[Excerpt from a dataset]
§ §

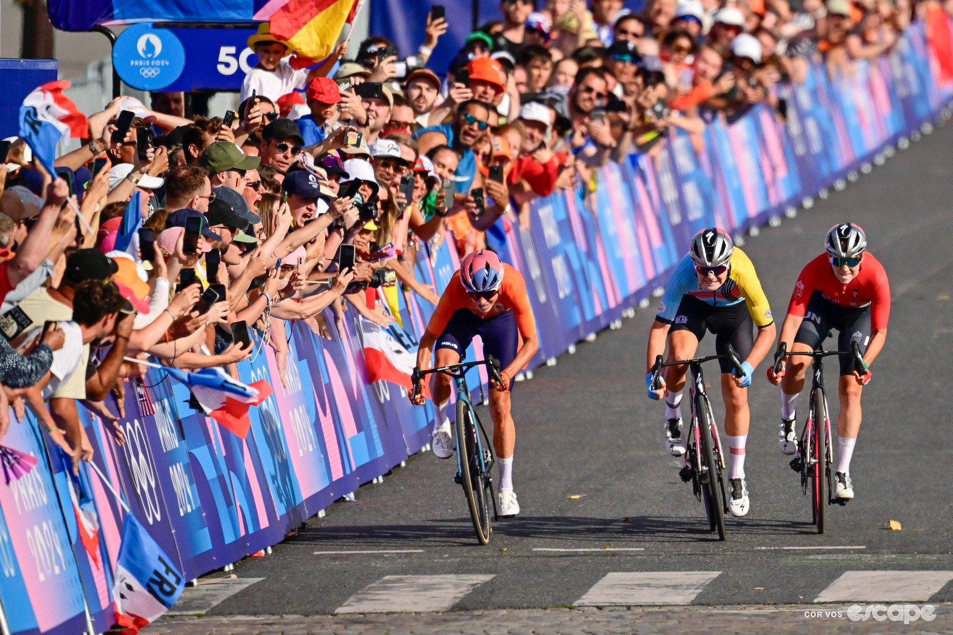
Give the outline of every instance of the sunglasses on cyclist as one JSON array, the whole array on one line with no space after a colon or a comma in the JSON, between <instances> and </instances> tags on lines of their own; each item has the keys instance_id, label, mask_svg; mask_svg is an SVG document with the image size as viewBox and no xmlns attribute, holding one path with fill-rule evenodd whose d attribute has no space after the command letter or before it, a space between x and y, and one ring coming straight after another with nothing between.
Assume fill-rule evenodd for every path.
<instances>
[{"instance_id":1,"label":"sunglasses on cyclist","mask_svg":"<svg viewBox=\"0 0 953 635\"><path fill-rule=\"evenodd\" d=\"M844 265L846 265L847 267L857 267L858 265L861 264L860 258L835 258L831 256L830 260L831 260L831 265L833 265L838 268L841 268Z\"/></svg>"},{"instance_id":2,"label":"sunglasses on cyclist","mask_svg":"<svg viewBox=\"0 0 953 635\"><path fill-rule=\"evenodd\" d=\"M290 146L284 142L281 142L280 144L274 144L274 149L278 150L282 154L287 152L289 149L291 149L292 150L292 156L297 156L298 154L301 153L300 146Z\"/></svg>"},{"instance_id":3,"label":"sunglasses on cyclist","mask_svg":"<svg viewBox=\"0 0 953 635\"><path fill-rule=\"evenodd\" d=\"M714 273L717 278L728 270L728 266L720 265L719 267L699 267L696 265L695 270L698 271L700 276L707 276L709 273Z\"/></svg>"},{"instance_id":4,"label":"sunglasses on cyclist","mask_svg":"<svg viewBox=\"0 0 953 635\"><path fill-rule=\"evenodd\" d=\"M467 291L467 295L469 295L474 302L476 302L480 298L483 300L493 300L497 297L497 291Z\"/></svg>"},{"instance_id":5,"label":"sunglasses on cyclist","mask_svg":"<svg viewBox=\"0 0 953 635\"><path fill-rule=\"evenodd\" d=\"M467 126L473 126L474 124L476 124L477 130L485 130L487 128L490 127L490 124L488 122L480 121L472 114L463 115L463 123Z\"/></svg>"}]
</instances>

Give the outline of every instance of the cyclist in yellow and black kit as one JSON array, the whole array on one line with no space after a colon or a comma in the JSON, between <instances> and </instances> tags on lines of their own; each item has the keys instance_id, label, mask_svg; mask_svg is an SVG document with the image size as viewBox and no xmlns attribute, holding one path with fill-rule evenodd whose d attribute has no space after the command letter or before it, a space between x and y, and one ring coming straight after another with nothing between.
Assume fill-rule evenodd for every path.
<instances>
[{"instance_id":1,"label":"cyclist in yellow and black kit","mask_svg":"<svg viewBox=\"0 0 953 635\"><path fill-rule=\"evenodd\" d=\"M758 337L752 334L758 327ZM735 516L748 513L749 499L744 481L745 445L748 440L748 389L755 367L774 345L775 326L771 308L761 289L751 260L731 238L718 228L702 229L692 239L688 253L679 262L665 288L659 314L649 333L645 377L649 397L665 397L665 442L672 456L685 453L681 438L681 391L685 387L687 366L665 368L661 388L652 389L652 367L665 351L668 361L695 357L705 331L715 334L715 350L735 349L744 375L735 375L731 362L719 360L721 367L721 394L724 397L724 430L731 450L728 479L731 496L728 508Z\"/></svg>"}]
</instances>

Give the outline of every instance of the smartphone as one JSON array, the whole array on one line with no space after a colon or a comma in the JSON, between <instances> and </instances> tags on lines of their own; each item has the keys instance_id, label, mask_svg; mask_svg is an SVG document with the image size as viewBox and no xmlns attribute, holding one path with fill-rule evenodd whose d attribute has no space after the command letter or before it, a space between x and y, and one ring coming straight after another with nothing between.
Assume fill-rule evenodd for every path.
<instances>
[{"instance_id":1,"label":"smartphone","mask_svg":"<svg viewBox=\"0 0 953 635\"><path fill-rule=\"evenodd\" d=\"M202 219L192 216L185 219L185 238L182 240L182 253L191 255L198 249L199 231L202 230Z\"/></svg>"},{"instance_id":2,"label":"smartphone","mask_svg":"<svg viewBox=\"0 0 953 635\"><path fill-rule=\"evenodd\" d=\"M218 264L222 262L220 249L212 249L205 254L205 279L210 285L218 282Z\"/></svg>"},{"instance_id":3,"label":"smartphone","mask_svg":"<svg viewBox=\"0 0 953 635\"><path fill-rule=\"evenodd\" d=\"M135 129L135 151L139 155L139 161L149 160L149 130L145 128Z\"/></svg>"},{"instance_id":4,"label":"smartphone","mask_svg":"<svg viewBox=\"0 0 953 635\"><path fill-rule=\"evenodd\" d=\"M490 180L496 181L497 183L503 182L503 167L502 166L490 166Z\"/></svg>"},{"instance_id":5,"label":"smartphone","mask_svg":"<svg viewBox=\"0 0 953 635\"><path fill-rule=\"evenodd\" d=\"M466 67L454 71L454 82L456 84L462 84L468 89L470 88L470 71L467 70Z\"/></svg>"},{"instance_id":6,"label":"smartphone","mask_svg":"<svg viewBox=\"0 0 953 635\"><path fill-rule=\"evenodd\" d=\"M474 197L474 201L476 203L476 209L474 210L474 217L479 218L486 211L486 204L483 201L483 189L474 188L470 190L470 195Z\"/></svg>"},{"instance_id":7,"label":"smartphone","mask_svg":"<svg viewBox=\"0 0 953 635\"><path fill-rule=\"evenodd\" d=\"M400 192L404 195L404 204L400 206L400 211L407 208L411 203L414 202L414 177L413 176L401 176L400 177Z\"/></svg>"},{"instance_id":8,"label":"smartphone","mask_svg":"<svg viewBox=\"0 0 953 635\"><path fill-rule=\"evenodd\" d=\"M362 99L385 99L384 87L377 82L358 84L355 88L355 94Z\"/></svg>"},{"instance_id":9,"label":"smartphone","mask_svg":"<svg viewBox=\"0 0 953 635\"><path fill-rule=\"evenodd\" d=\"M106 164L108 164L109 162L110 162L109 158L105 157L105 156L102 157L102 158L96 159L95 161L93 161L92 162L92 177L95 178L96 174L98 174L99 172L103 171L103 168L105 168Z\"/></svg>"},{"instance_id":10,"label":"smartphone","mask_svg":"<svg viewBox=\"0 0 953 635\"><path fill-rule=\"evenodd\" d=\"M155 229L143 228L139 229L139 253L143 260L155 260Z\"/></svg>"},{"instance_id":11,"label":"smartphone","mask_svg":"<svg viewBox=\"0 0 953 635\"><path fill-rule=\"evenodd\" d=\"M176 290L181 291L183 288L192 287L196 282L198 282L198 278L195 277L195 269L181 269L179 270L179 286Z\"/></svg>"},{"instance_id":12,"label":"smartphone","mask_svg":"<svg viewBox=\"0 0 953 635\"><path fill-rule=\"evenodd\" d=\"M248 322L239 320L232 323L232 341L240 347L246 348L252 344L252 335L248 332Z\"/></svg>"},{"instance_id":13,"label":"smartphone","mask_svg":"<svg viewBox=\"0 0 953 635\"><path fill-rule=\"evenodd\" d=\"M132 125L133 119L135 119L135 113L132 110L123 110L119 113L119 117L116 119L116 130L112 133L112 143L122 143L122 140L126 138L126 134L129 132L130 127Z\"/></svg>"},{"instance_id":14,"label":"smartphone","mask_svg":"<svg viewBox=\"0 0 953 635\"><path fill-rule=\"evenodd\" d=\"M343 273L355 268L355 246L341 245L337 252L337 270Z\"/></svg>"}]
</instances>

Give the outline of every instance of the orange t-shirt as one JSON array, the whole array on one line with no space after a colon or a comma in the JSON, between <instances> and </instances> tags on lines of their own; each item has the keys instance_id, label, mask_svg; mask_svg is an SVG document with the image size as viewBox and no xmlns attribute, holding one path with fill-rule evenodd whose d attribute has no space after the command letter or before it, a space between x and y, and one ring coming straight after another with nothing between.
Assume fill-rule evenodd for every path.
<instances>
[{"instance_id":1,"label":"orange t-shirt","mask_svg":"<svg viewBox=\"0 0 953 635\"><path fill-rule=\"evenodd\" d=\"M468 308L482 318L497 317L500 313L512 310L523 340L536 335L536 319L533 317L529 295L526 294L526 281L519 271L509 265L503 265L503 283L499 286L499 297L486 315L479 312L476 305L467 295L463 283L460 282L460 272L455 273L443 295L440 296L440 302L430 318L427 330L431 335L439 337L447 327L450 318L461 308Z\"/></svg>"}]
</instances>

§ §

> Task goal:
Only the lines from the one containing "Give the outline of every instance of the orange" through the end of the material should be reproduced, exactly, with both ends included.

> Finished exercise:
Give the outline of every instance of the orange t-shirt as one JSON array, the whole array on one line with no space after a colon or a comma in the JSON, between <instances> and </instances> tags on lines of their own; each item has the keys instance_id, label, mask_svg; mask_svg is an SVG document with the image size as viewBox and no xmlns attribute, holding one path with fill-rule evenodd whose d attribute has no space after the command letter or before it, a space between x and y, and one ring coming straight after another with nothing between.
Assume fill-rule evenodd for every path.
<instances>
[{"instance_id":1,"label":"orange t-shirt","mask_svg":"<svg viewBox=\"0 0 953 635\"><path fill-rule=\"evenodd\" d=\"M468 308L482 318L497 317L500 313L512 310L523 340L536 335L536 319L533 317L529 295L526 294L526 281L519 271L509 265L503 265L503 283L499 286L499 297L486 315L479 312L476 305L467 295L463 283L460 282L460 272L455 273L443 295L440 296L440 302L430 318L427 330L431 335L439 337L447 327L450 318L461 308Z\"/></svg>"}]
</instances>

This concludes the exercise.